## Exercise instructions
[1] In the text on code regions and loop exits, what may the control circuitry do if its prediction of the exit point fails?
[2] From the text on code regions and loop exits, list every numbered instruction mentioned in the description of FIG. 10.

In one example scenario, instructions for the first code region are
retrieved from loop cache 82, and instructions for the second code
region (code following exit from the loop) are retrieved from
.mu.OP cache 86 in the same cycle. The decoding unit may be idle
during this time, or it may decode instructions of yet another code
region. Finally, in some cases instructions for both code regions
are retrieved from a multi-port .mu.OP cache in a given cycle (not
necessarily in all cycles}.
[0074] FIGS. 9-12 are diagrams that schematically illustrate
examples of code regions that can be processed using the disclosed
techniques, in accordance with embodiments of the present
invention. The vertical axis in the figures refers to the order of
instructions in the code, in ascending order of Program Counter
(PC) values, from top to bottom.
[0075] FIG. 9 shows an example of a loop having two possible exit
points. The loop ("first region") lies between an instruction 110
and a branch instruction 114. Thus, one exit point from the loop is
at branch instruction 114 (in case this conditional branch is not
taken), after completing the chosen number of loop iterations. A
conditional branch instruction 118 inside the loop creates a second
possible exit point from the loop, jumping to an instruction
122.
[0076] In this example, the loop has multiple possible flow-control
paths that may be traversed (different possible numbers of loop
iterations, and different exit points). The actual flow-control
path in a particular run may be data dependent. Depending on the
exit point from the loop, the code region reached after exiting the
loop ("second region") may begin at the instruction following
instruction 114, or at the instruction following instruction
122.
[0077] In some embodiments, the control circuitry predicts which
exit point is going to be used. Based on this prediction, the
control circuitry instructs the pipeline whether to start
retrieving instructions of the code region following instruction
114, or of the code region following instruction 122.
[0078] As can be appreciated, this prediction is statistical and
not guaranteed to succeed. If the prediction fails, e.g., a
different exit point is actually chosen, the control circuitry may
flush the instructions of the second region from the pipeline. In
this scenario, the pipeline is populated with a mix of
instructions, some belonging to the first region and others
belonging to the second region. Nevertheless, the control circuitry
flushes only the instruction belonging to the second region.
Example techniques for performing such selecting flushing are
described, for example, in U.S. patent application Ser. No.
15/285,555, cited above.
[0079] FIG. 10 shows another example of a loop having multiple
possible exit points. The loop ("first region") lies between an
instruction 130 and a branch instruction 134. Thus, one possible
exit point is instruction 134. A conditional branch instruction 138
inside the loop creates another possible exit point from the loop,
jumping to an instruction 142. Another conditional branch
instruction 146 conditionally jumps to the instruction that follows
instruction 134, thus creating additional possible flow-control
paths within the loop. Thus, depending on the actual flow-control
chosen, the "second region" may begin at the instruction following
instruction 134, or at the instruction following instruction
142.

## Information supplied
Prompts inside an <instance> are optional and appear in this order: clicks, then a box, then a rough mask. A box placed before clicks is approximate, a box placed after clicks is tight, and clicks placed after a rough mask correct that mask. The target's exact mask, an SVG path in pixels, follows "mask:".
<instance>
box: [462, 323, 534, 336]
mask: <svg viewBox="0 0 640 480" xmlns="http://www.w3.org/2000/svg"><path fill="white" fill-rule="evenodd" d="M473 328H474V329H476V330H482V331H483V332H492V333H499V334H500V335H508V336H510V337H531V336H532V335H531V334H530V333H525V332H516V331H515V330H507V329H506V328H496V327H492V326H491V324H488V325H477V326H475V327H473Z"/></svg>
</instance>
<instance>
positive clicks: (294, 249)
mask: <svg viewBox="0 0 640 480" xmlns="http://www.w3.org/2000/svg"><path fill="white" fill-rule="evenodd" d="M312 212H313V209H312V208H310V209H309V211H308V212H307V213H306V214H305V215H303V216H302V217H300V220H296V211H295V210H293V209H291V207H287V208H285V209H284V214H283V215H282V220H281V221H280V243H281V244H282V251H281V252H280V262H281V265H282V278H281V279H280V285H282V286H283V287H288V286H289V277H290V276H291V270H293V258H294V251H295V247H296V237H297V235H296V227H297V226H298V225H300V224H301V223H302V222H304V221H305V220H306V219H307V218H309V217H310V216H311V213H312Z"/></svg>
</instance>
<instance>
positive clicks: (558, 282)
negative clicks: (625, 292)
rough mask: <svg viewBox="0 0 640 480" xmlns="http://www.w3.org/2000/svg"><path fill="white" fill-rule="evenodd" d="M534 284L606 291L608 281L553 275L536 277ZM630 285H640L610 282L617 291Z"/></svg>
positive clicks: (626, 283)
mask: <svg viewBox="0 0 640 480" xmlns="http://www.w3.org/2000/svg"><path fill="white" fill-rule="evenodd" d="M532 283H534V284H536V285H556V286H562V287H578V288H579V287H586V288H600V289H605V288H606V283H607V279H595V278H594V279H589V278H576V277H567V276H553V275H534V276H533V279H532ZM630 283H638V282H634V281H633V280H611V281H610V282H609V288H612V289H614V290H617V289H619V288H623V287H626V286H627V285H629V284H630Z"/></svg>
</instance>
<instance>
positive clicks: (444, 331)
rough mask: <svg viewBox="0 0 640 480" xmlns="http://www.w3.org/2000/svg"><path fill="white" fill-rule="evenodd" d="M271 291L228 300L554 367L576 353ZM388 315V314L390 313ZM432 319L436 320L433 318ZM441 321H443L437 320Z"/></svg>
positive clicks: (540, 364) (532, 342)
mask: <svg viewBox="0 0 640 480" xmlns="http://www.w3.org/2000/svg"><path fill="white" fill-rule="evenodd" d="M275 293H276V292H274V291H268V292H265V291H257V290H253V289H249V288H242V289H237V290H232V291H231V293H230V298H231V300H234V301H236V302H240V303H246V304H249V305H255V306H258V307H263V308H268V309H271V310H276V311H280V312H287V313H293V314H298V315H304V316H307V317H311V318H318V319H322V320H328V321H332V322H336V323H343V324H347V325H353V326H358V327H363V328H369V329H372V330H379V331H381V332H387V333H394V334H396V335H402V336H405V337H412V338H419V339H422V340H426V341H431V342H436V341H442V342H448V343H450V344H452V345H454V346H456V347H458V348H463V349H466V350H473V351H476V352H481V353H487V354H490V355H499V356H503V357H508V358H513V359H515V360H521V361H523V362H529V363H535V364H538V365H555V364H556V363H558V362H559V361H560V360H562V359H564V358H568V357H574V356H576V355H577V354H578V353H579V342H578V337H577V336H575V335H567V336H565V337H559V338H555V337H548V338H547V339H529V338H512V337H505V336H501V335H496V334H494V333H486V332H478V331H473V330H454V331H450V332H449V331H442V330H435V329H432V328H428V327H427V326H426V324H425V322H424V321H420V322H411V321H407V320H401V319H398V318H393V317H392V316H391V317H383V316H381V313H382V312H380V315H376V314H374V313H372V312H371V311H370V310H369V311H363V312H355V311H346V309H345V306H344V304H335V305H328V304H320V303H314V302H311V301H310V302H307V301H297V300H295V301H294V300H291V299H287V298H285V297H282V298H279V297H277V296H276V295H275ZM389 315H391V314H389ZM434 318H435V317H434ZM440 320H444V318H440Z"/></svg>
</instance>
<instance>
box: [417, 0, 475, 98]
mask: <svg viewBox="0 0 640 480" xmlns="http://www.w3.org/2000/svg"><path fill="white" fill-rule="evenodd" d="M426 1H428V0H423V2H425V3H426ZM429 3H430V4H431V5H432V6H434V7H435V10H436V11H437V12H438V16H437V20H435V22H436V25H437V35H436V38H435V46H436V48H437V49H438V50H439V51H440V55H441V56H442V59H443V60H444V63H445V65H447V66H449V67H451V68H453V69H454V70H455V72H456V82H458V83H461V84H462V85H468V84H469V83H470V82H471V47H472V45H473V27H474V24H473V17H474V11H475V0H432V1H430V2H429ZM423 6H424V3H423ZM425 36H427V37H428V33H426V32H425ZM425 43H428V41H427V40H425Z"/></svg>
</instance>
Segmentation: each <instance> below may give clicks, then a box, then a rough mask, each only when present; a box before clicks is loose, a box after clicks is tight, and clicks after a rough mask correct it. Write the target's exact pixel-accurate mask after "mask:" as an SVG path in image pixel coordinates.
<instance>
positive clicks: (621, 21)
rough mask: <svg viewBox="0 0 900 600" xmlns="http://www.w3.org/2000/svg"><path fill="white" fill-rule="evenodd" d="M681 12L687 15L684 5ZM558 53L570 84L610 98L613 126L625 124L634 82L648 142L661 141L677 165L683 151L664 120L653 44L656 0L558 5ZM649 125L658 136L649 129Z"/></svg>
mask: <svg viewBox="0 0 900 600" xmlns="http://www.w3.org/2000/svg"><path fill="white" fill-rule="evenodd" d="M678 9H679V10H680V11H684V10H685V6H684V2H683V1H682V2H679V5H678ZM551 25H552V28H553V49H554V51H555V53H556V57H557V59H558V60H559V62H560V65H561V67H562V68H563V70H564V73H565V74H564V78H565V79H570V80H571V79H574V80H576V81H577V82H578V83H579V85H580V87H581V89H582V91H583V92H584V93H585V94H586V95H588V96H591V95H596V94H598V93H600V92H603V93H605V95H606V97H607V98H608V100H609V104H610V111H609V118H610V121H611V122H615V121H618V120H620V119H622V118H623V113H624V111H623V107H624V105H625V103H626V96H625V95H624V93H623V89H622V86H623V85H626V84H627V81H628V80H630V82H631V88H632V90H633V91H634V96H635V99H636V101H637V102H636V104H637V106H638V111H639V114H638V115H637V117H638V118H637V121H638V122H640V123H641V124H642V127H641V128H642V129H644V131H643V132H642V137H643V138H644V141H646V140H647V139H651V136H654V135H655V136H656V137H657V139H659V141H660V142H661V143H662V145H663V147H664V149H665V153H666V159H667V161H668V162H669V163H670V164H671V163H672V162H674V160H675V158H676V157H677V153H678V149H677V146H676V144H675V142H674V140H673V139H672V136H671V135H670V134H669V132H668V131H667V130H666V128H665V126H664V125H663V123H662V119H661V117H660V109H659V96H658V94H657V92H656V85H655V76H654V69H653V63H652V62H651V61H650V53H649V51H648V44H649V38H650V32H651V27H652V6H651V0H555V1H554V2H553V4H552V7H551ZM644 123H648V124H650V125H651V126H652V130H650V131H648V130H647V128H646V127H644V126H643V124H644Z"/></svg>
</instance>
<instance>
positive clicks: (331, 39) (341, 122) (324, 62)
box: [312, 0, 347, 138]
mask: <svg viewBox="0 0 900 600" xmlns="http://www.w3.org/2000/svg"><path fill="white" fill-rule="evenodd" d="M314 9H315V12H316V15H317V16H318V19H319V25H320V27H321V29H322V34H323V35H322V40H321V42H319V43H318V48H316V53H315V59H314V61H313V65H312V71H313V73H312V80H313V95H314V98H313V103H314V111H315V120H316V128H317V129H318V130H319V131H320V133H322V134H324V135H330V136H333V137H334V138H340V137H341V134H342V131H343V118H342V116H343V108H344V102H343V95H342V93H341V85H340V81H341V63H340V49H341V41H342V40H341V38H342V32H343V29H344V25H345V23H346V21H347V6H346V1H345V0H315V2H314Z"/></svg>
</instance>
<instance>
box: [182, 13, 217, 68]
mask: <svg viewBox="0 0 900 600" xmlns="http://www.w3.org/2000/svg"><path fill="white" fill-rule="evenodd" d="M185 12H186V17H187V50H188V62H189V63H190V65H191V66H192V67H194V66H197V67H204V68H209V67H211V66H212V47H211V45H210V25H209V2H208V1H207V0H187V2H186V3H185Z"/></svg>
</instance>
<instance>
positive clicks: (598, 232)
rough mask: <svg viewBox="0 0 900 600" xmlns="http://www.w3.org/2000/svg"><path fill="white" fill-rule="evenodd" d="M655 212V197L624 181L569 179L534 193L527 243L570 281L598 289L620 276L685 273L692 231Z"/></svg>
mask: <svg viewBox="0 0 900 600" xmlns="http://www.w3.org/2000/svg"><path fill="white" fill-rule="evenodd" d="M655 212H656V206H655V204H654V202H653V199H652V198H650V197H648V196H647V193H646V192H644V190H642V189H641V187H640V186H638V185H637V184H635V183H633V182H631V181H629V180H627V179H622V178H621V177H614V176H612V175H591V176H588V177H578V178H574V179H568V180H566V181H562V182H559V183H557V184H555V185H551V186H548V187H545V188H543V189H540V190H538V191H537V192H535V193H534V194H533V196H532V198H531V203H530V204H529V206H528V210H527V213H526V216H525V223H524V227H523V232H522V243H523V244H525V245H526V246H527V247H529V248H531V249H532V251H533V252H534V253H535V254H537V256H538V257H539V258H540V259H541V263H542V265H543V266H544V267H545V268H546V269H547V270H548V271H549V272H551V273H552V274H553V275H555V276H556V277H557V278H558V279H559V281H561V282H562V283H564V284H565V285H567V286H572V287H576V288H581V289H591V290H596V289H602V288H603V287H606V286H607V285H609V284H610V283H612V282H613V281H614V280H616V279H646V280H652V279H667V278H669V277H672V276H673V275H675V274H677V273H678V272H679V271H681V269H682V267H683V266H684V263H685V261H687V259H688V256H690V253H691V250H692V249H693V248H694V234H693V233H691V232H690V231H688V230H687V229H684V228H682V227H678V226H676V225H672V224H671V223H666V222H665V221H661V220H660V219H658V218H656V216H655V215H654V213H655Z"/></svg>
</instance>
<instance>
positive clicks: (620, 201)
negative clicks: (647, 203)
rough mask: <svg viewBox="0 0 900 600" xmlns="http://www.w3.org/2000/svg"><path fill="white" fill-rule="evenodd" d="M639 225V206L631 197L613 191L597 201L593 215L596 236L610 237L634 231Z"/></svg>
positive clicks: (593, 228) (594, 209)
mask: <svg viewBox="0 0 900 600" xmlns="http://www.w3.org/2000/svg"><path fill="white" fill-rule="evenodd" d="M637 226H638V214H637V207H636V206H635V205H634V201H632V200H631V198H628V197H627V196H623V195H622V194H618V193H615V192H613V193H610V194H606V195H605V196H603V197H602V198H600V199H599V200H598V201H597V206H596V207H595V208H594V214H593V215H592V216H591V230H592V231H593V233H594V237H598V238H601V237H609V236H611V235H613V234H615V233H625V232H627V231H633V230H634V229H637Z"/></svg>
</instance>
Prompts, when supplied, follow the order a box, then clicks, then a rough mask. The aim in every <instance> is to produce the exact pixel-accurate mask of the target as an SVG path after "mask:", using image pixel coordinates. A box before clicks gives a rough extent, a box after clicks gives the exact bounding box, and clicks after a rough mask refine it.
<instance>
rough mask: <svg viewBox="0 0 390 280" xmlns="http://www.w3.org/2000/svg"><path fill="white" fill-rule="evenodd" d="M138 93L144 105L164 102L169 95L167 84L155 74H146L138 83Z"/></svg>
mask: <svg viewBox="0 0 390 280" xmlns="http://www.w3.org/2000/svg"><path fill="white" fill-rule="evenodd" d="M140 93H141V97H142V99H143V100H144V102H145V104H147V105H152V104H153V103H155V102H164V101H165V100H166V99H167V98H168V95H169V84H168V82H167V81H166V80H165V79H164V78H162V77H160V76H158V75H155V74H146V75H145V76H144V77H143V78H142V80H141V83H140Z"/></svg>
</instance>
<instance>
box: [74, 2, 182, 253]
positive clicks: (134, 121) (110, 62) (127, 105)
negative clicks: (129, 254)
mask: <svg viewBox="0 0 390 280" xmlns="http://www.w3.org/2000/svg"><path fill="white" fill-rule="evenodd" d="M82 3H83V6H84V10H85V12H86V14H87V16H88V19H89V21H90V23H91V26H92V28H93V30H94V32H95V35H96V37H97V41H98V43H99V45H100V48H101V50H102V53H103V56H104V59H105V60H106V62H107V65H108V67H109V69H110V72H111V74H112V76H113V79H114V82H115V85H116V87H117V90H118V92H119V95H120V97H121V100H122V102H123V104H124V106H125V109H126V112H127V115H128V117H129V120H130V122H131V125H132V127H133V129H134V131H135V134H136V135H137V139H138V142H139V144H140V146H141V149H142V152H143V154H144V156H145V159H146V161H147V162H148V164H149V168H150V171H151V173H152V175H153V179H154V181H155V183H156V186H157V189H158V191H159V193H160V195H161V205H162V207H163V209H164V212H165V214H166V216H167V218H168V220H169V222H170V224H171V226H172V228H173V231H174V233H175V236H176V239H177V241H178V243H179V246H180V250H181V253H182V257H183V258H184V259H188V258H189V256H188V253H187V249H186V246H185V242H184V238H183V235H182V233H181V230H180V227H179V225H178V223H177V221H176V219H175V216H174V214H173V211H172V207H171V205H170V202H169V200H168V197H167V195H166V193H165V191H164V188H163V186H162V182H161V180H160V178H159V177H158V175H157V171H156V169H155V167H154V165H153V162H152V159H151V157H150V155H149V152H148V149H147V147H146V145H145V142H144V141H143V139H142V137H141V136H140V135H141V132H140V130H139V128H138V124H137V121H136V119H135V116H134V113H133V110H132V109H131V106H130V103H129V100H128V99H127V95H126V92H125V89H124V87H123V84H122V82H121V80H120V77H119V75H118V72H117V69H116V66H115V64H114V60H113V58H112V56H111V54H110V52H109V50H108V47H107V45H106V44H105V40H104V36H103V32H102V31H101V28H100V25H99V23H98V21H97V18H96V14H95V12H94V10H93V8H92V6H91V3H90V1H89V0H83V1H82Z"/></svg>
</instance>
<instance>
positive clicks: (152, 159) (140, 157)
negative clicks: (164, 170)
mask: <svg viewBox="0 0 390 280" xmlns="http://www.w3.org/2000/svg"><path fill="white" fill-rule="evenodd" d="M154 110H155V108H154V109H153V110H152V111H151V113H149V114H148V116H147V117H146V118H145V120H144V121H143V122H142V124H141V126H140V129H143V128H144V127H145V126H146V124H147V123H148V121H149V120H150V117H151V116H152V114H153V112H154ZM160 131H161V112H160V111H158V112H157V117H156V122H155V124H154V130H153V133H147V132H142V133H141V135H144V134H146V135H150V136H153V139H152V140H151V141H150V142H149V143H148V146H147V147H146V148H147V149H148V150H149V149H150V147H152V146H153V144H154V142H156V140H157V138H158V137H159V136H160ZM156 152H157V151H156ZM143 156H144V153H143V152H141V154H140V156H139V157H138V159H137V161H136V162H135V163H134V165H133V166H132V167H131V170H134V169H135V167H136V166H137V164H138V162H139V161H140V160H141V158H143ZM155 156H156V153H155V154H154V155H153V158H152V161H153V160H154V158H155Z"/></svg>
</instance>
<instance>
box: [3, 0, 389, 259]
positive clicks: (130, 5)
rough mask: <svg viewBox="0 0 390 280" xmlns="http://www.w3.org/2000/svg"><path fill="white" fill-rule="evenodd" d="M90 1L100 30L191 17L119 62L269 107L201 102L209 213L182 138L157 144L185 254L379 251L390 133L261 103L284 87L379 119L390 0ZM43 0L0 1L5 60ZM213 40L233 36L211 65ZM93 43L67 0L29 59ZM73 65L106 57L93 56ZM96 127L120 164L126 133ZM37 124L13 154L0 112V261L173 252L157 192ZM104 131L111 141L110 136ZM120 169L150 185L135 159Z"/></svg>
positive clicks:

## Task-by-task outputs
[1] It may flush the instructions of the second region from the pipeline, and it flushes only the instructions belonging to that region.

[2]
- Instruction 130
- Branch instruction 134
- Conditional branch instruction 138
- Instruction 142
- Conditional branch instruction 146